═════ Information provided ═════
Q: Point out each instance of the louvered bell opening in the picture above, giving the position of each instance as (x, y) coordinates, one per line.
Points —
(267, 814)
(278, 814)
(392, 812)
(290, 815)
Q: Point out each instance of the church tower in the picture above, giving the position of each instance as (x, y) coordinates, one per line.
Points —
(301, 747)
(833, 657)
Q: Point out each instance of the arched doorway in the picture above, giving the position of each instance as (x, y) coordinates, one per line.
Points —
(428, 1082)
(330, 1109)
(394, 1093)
═════
Reformat the entire material above as a numbered list with one line per item, omitting any blank lines.

▶ Answer to this problem:
1. Q: Point out each instance of the louvered bell opening in the picture above, giving the position of each instance as (x, y) coordinates, one per line.
2. Points —
3. (267, 814)
4. (278, 814)
5. (392, 812)
6. (290, 815)
7. Q: Point out each instance of the church tower in the picture above, giving the position of each instance as (x, y) coordinates, one per line.
8. Points —
9. (301, 747)
10. (833, 657)
11. Q: Point out each instance of the arched doorway in the picture above, giving the position of each instance as (x, y) coordinates, one per line.
12. Points —
13. (428, 1082)
14. (330, 1109)
15. (394, 1093)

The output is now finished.